▸ **Written task**: Count the lines in the entries below that contain the word "blue". Case counts. Give only the number.

== Exercise materials

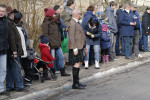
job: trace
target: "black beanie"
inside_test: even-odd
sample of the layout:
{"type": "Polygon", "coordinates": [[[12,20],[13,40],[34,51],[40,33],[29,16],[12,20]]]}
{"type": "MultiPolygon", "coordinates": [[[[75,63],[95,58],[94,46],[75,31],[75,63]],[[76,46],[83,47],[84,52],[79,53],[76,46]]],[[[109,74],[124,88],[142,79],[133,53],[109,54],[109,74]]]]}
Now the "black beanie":
{"type": "Polygon", "coordinates": [[[55,5],[53,9],[56,11],[56,10],[58,10],[59,8],[60,8],[59,5],[55,5]]]}
{"type": "Polygon", "coordinates": [[[41,43],[42,44],[47,44],[49,43],[49,39],[47,37],[45,37],[44,35],[41,35],[40,36],[40,39],[41,39],[41,43]]]}

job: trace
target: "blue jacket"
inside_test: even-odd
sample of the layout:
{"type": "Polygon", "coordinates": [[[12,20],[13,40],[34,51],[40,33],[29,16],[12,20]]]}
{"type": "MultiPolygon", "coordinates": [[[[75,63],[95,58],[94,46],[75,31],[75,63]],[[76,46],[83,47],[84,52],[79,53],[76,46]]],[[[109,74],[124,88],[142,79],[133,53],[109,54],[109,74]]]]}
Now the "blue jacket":
{"type": "Polygon", "coordinates": [[[134,22],[133,13],[131,11],[129,13],[125,10],[122,11],[119,18],[121,36],[134,36],[135,26],[131,26],[131,22],[134,22]]]}
{"type": "Polygon", "coordinates": [[[88,21],[91,17],[96,17],[91,11],[87,11],[84,15],[84,19],[82,21],[82,28],[86,35],[86,44],[88,45],[100,45],[100,36],[101,36],[101,25],[97,26],[95,29],[89,28],[88,21]],[[90,32],[94,35],[94,38],[91,38],[86,33],[90,32]]]}
{"type": "Polygon", "coordinates": [[[141,24],[141,21],[140,21],[139,14],[138,14],[137,11],[134,11],[133,14],[134,14],[134,17],[136,17],[136,19],[134,19],[135,22],[136,22],[135,30],[140,30],[140,35],[142,35],[142,24],[141,24]]]}
{"type": "Polygon", "coordinates": [[[111,9],[110,6],[107,6],[105,10],[106,10],[106,15],[108,16],[108,23],[110,25],[111,33],[117,33],[118,27],[117,27],[117,20],[114,16],[114,11],[111,9]]]}
{"type": "Polygon", "coordinates": [[[0,18],[0,54],[6,54],[9,43],[8,43],[8,20],[6,17],[0,18]]]}

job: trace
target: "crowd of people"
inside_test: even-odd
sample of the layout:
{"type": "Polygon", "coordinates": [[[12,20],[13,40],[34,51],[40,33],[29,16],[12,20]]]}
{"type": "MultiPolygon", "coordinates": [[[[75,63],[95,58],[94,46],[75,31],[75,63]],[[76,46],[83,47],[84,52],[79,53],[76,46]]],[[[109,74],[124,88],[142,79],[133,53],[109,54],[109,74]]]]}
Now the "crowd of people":
{"type": "MultiPolygon", "coordinates": [[[[85,69],[100,62],[114,61],[116,56],[125,59],[143,57],[140,51],[149,52],[148,35],[150,34],[150,7],[142,16],[137,6],[131,3],[119,5],[111,1],[101,14],[96,16],[97,5],[87,8],[81,21],[81,11],[75,10],[74,0],[68,0],[61,12],[60,6],[45,8],[40,36],[39,49],[41,59],[49,62],[47,66],[57,77],[69,77],[65,65],[72,66],[73,89],[84,89],[79,82],[80,65],[85,69]]],[[[4,4],[0,4],[0,95],[9,95],[11,91],[23,91],[34,80],[34,59],[37,56],[33,41],[28,38],[24,28],[22,13],[4,4]],[[24,70],[24,78],[21,70],[24,70]],[[6,91],[4,81],[6,80],[6,91]]],[[[45,80],[50,80],[48,69],[43,67],[45,80]]]]}

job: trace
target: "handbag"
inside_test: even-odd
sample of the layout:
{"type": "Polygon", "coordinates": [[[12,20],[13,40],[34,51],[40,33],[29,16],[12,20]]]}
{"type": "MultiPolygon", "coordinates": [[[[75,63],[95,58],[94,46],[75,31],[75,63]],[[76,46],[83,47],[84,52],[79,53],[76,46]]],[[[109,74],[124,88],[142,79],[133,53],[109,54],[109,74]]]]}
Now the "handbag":
{"type": "Polygon", "coordinates": [[[64,40],[61,41],[61,49],[63,54],[65,54],[66,52],[68,52],[68,40],[67,37],[65,37],[64,30],[63,30],[63,37],[64,40]]]}

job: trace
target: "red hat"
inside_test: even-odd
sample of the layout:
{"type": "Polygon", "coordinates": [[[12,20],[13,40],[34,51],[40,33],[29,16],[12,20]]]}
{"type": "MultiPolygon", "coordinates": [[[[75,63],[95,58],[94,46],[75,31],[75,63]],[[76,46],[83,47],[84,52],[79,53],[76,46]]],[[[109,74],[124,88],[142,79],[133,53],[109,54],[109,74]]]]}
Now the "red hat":
{"type": "Polygon", "coordinates": [[[55,14],[55,10],[54,9],[45,8],[44,11],[45,11],[45,16],[46,17],[50,17],[50,16],[53,16],[55,14]]]}

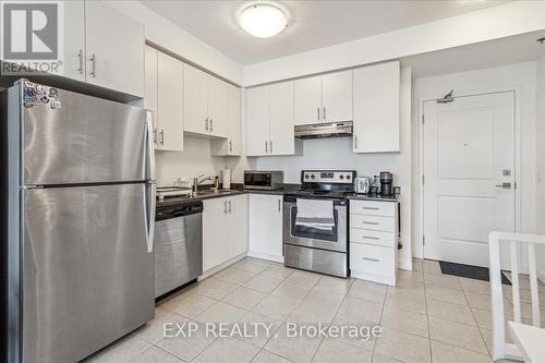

====

▸ **Correct answer**: 2